-- DOCUMENT EXCERPT --

◆ ◆ ◆ ◆ ◆

In its essence, Israel is the West—a culmination of its successes and a symbol of its failures, a reminder of a millennia-old madness, anti-Semitism, and the failure of the Enlightenment. Criticism of Israel is very often a reflection of the bad faith of a Western intelligentsia and political class uncomfortable with its history and unsure of its moral bearings. That Europeans frequently hold negative attitudes toward Israel while the vast majority of Americans are favorable to it can be explained in part by how each society came out of World War II.

Europe’s war, and the mass slaughter of its Jews, revealed that the continent’s great cathedrals were built upon a bedrock of pagan barbarism celebrated in different ways by Hitler, Mussolini, and Stalin. It was left to the United States to pick up the banner of Western civilization and lead the West to victory during the Cold War after the Europeans had trashed it.

Unlike their European cousins, contemporary Americans still read the Bible and understand that the Jewish nation is a historical reality connected to a living narrative that shapes the present in a constructive and desirable way. Americans abandoned replacement theology (or the notion that Jesus’ resurrection superseded God’s covenant with the Jews) after the Holocaust in order to embrace their elder brothers—as did Pope John Paul II, who lent his moral authority to President Ronald Reagan’s conviction that America’s victory in the Cold War was a historical necessity.

That is to say, pro-Israel Americans have also tended to misunderstand Israel’s place in the world. Yes, the point of Jewish self-determination is that the Jews can protect themselves. Yet the West needs Israel to succeed, because its success is a marker of our ability and determination to defend our values and our interests, in the Middle East and elsewhere.

And the truth is that Israel has been doing a remarkably good job of it, especially in the past 20 years. Israel is an IT powerhouse with more companies listed on the NASDAQ stock exchange than any other country except the United States, and its scientists have produced more tech patents than all of Asia. Last year Israel ranked 17th out of 58 of the world’s most economically developed nations, while the country’s economy was rated the most durable in the face of crises and rated first in investments in research and development centers. The Bank of Israel was ranked first among central banks for its efficient functioning.

Contrasting Israel’s performance with that of its neighbors, most of whom still abide by the half-century-long Arab boycott of the Jewish state, throws Israel’s achievements into even sharper relief. Consider Egypt, with a literacy rate anywhere between 50 to 70 percent, and considerably lower among women. The country’s unemployment rate is believed to be twice the official level of 10 percent, and 40 percent of the population lives on less than two dollars a day. While the Syrian regime proudly supports the resistance, thousands of its own people are suffering with a drought in the eastern part of the country that has ravaged crops and livestock. Iran’s nuclear program and full-throated opposition to the United States and the Zionist entity may make it the envy of some fans of resistance in the region, but the fact is that an Iranian bomb is the Hail Mary pass of a dying society where there’s been no economic development for 30 years.

◆ ◆ ◆ ◆ ◆

-- Image point annotation lines --

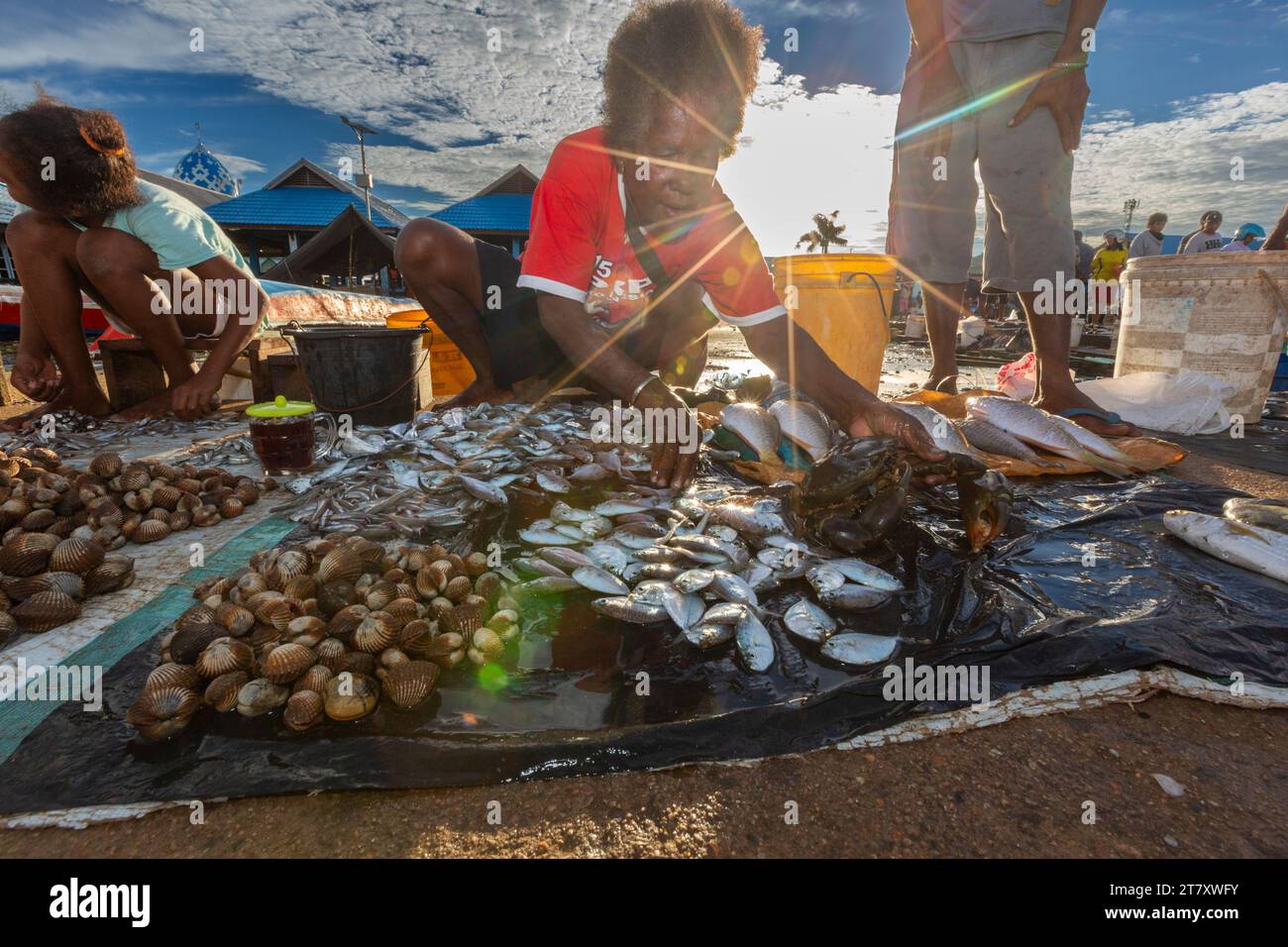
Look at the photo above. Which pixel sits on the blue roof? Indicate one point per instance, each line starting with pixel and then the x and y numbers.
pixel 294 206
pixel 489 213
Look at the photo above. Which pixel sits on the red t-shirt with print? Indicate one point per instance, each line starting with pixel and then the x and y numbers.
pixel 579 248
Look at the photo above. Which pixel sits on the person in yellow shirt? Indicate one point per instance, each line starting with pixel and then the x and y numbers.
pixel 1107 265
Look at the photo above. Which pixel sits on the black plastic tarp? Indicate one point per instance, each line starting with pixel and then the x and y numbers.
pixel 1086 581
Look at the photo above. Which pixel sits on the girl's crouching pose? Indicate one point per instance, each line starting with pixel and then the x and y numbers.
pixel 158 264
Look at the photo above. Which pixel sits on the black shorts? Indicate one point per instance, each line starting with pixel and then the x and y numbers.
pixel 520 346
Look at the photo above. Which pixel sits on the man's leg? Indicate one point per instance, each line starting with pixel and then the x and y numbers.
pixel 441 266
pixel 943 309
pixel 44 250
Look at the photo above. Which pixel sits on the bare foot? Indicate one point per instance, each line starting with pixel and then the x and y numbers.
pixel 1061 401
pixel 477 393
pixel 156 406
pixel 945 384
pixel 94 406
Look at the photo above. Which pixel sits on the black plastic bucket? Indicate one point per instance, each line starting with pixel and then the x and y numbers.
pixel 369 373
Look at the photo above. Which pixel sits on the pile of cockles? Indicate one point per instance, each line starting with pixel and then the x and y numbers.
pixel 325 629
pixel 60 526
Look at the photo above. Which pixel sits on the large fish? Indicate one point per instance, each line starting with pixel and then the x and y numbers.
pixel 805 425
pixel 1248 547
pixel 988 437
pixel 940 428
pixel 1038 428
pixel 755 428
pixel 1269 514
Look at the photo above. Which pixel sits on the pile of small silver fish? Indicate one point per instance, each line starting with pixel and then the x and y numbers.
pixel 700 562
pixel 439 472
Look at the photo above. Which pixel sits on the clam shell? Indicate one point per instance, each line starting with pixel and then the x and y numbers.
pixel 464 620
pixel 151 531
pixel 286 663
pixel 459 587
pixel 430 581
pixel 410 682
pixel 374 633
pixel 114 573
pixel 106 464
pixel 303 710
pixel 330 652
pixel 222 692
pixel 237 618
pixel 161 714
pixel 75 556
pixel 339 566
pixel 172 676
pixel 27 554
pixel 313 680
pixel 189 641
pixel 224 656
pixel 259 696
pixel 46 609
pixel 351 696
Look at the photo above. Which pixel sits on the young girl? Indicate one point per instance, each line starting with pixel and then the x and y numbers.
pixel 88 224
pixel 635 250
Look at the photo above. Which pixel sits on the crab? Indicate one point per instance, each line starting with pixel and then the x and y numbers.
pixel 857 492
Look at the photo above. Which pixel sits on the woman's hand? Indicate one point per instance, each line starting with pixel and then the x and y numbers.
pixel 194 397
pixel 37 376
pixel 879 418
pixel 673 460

◆ ◆ ◆ ◆ ◆

-- WRITTEN TASK --
Please output the section of the passage on Israel and the West that begins at "Unlike their European" and ends after "a historical necessity.".

-- OUTPUT FOR THIS EXERCISE --
Unlike their European cousins, contemporary Americans still read the Bible and understand that the Jewish nation is a historical reality connected to a living narrative that shapes the present in a constructive and desirable way. Americans abandoned replacement theology (or the notion that Jesus’ resurrection superseded God’s covenant with the Jews) after the Holocaust in order to embrace their elder brothers—as did Pope John Paul II, who lent his moral authority to President Ronald Reagan’s conviction that America’s victory in the Cold War was a historical necessity.